** DOKUMENTTEXT **
Zu den bekanntesten zählen ein gewaltiger orangefarbener Talvorhang in einer Rocky Mountains-Schlucht („Valley Curtain“ 1972), in Paris 1985 die Verhüllung der Brücke Pont Neuf, farbige Stoffschirme in einer Wüste Kaliforniens und zeitgleich in der japanischen Präfektur Ibaraki („The Umbrellas“ 1991), tausende orangefarbener Tore im New Yorker Central Park („The Gates“ 2005) und die 16-tägigen „Floating Piers“ in Norditalien 2016 (mehr).
Deutschland und insbesondere dem Rheinland stand das Künstlerpaar stets nahe. Erste Ausstellungen gab es Anfang der Sechzigerjahre. Christo arbeitete damals zeitweise in Düsseldorf im Umfeld der ZERO-Gruppe (mehr).

** DATENSÄTZE **
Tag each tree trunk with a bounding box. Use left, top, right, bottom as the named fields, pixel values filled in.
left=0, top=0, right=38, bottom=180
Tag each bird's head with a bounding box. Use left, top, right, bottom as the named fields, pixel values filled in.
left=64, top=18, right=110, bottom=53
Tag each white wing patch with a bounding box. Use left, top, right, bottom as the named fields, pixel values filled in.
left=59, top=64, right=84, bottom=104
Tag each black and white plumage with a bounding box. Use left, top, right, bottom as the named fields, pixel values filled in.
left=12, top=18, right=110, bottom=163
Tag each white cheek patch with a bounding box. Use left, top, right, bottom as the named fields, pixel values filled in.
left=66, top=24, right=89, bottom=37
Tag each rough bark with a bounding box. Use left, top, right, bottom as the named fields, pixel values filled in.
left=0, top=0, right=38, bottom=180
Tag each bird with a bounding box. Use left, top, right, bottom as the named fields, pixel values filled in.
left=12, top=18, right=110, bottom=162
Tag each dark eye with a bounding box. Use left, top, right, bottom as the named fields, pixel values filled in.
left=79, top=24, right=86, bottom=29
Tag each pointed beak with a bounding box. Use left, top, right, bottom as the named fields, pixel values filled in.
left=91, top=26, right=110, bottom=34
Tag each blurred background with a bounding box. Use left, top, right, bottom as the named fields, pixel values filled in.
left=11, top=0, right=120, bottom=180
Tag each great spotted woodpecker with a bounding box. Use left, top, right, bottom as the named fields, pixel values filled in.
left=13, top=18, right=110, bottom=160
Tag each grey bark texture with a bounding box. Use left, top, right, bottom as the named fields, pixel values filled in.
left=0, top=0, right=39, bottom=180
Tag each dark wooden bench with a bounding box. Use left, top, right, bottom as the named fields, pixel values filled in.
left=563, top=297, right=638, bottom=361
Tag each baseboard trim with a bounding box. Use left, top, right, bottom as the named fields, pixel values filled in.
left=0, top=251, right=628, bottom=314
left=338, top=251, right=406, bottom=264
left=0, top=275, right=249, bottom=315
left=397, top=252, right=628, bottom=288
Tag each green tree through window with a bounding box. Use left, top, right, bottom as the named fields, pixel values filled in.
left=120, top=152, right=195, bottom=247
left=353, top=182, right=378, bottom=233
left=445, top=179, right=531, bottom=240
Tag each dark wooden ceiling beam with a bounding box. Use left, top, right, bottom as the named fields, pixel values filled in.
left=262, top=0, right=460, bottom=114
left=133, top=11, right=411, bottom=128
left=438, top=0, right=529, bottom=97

** ZU LÖSENDE AUFGABEN **
[a] Schreibe aus dem Text über das Künstlerpaar den Abschnitt ab, der bei „Zu den bekanntesten“ beginnt und bei „der ZERO-Gruppe (mehr).“ endet.
[b] Stimmen die folgenden Aussagen mit dem Text über das Künstlerpaar überein? Antworte jeweils mit Ja oder Nein und zitiere die entscheidenden Worte wörtlich. (i) Die Verhüllung der Brücke Pont Neuf fand 1985 in Paris statt. (ii) Für „The Gates“ wurden tausende blaue Tore aufgestellt. (iii) Christo arbeitete zeitweise in Köln.
[c] Führe bitte den Text über das Künstlerpaar im Anschluss an seinen letzten Satz fort.

** GEGEBENE ANTWORTEN **
[a]
Zu den bekanntesten zählen ein gewaltiger orangefarbener Talvorhang in einer Rocky Mountains-Schlucht („Valley Curtain“ 1972), in Paris 1985 die Verhüllung der Brücke Pont Neuf, farbige Stoffschirme in einer Wüste Kaliforniens und zeitgleich in der japanischen Präfektur Ibaraki („The Umbrellas“ 1991), tausende orangefarbener Tore im New Yorker Central Park („The Gates“ 2005) und die 16-tägigen „Floating Piers“ in Norditalien 2016 (mehr).
Deutschland und insbesondere dem Rheinland stand das Künstlerpaar stets nahe. Erste Ausstellungen gab es Anfang der Sechzigerjahre. Christo arbeitete damals zeitweise in Düsseldorf im Umfeld der ZERO-Gruppe (mehr).

[b]
(i) Ja: „in Paris 1985 die Verhüllung der Brücke Pont Neuf“
(ii) Nein: „tausende orangefarbener Tore im New Yorker Central Park“
(iii) Nein: „Christo arbeitete damals zeitweise in Düsseldorf im Umfeld der ZERO-Gruppe“

[c]
Berühmt wurde das kreative Ehepaar hierzulande vor allem mit der legendären Reichstagsverhüllung („Wrapped Reichstag“ 1995). Vier Jahre später installierten sie in Oberhausen das Ölfässer-Projekt „The Wall“. Ebenfalls in Oberhausen im historischen Gasometer schuf Christo 2013 die 94 Meter hohe Skulptur „Big Air Package“. Das Brühler Max Ernst Museum zeigte 2010 eine große Ausstellung über die Kunst von Jeanne-Claude und Christo (mehr).
Wie anlässlich des Todes von Christo mitgeteilt wurde, soll das nächste Projekt, die Verhüllung des Pariser Arc de Triomphe im Herbst 2021, weiter vorangetrieben werden (mehr). Dies entspräche dem Wunsch des Verstorbenen, für den immer festgestanden habe, dass die Kunst von ihm und seiner Frau nach beider Tod fortgesetzt werden solle.